Return each line of the records below that contains the word "track".

Given information >>
%%
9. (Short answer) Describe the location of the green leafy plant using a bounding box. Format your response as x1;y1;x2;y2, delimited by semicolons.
%%
%%
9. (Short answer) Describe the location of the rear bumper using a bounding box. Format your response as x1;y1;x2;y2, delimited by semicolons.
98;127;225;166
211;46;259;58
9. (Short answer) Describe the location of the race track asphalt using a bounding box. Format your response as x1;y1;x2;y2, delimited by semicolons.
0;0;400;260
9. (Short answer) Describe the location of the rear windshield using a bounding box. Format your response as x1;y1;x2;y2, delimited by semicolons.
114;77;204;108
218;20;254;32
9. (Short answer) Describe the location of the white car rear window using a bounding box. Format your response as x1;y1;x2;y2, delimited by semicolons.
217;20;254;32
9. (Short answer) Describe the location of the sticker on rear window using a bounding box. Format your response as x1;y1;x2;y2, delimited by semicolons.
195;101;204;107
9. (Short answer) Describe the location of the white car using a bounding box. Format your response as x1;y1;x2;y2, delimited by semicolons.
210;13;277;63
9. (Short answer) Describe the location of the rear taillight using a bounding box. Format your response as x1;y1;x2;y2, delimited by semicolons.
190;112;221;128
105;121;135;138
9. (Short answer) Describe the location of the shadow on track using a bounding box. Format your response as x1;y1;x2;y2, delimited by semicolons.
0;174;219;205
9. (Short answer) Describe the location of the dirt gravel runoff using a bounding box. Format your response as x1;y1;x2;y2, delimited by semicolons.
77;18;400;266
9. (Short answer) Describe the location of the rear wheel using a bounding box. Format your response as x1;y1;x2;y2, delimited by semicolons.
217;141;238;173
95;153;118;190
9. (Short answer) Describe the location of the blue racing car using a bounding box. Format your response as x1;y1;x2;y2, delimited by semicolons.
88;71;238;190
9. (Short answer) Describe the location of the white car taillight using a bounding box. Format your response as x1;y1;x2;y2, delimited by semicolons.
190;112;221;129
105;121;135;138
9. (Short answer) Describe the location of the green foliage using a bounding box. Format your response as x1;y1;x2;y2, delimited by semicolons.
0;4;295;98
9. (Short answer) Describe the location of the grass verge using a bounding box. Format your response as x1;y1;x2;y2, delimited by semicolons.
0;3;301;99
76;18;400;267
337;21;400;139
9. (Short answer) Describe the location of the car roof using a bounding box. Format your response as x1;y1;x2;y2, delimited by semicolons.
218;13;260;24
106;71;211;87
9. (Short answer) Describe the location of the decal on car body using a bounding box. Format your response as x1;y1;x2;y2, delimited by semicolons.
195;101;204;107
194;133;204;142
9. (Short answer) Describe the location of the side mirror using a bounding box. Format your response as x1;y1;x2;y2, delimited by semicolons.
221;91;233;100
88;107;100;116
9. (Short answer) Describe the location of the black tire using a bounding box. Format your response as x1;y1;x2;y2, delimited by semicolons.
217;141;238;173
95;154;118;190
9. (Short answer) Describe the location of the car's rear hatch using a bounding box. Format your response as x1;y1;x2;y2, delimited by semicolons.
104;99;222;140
%%
%%
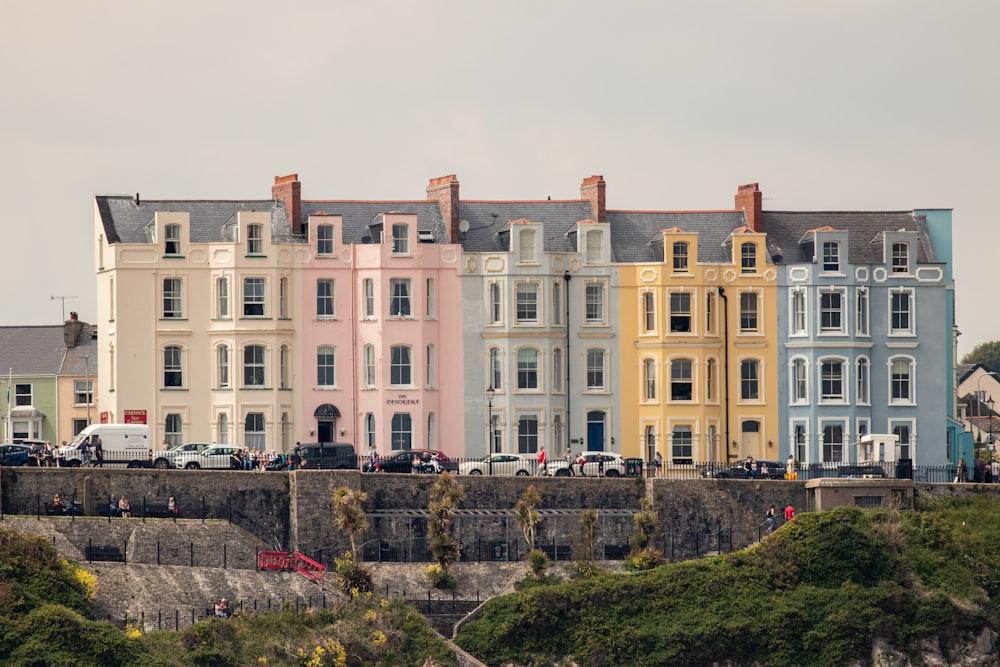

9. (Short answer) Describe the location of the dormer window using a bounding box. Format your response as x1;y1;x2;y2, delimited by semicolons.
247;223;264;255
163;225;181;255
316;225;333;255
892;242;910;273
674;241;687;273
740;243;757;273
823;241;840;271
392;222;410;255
%%
Solution to the exercise >>
9. (Short answer) Describe the location of the race track asphalt using a bounding box. Format your response as x1;y1;x2;y2, delimited by semicolons.
9. (Short answer) Describe the location of the shadow on track using a bounding box. Format your response as x1;y1;x2;y2, delimited by semicolons.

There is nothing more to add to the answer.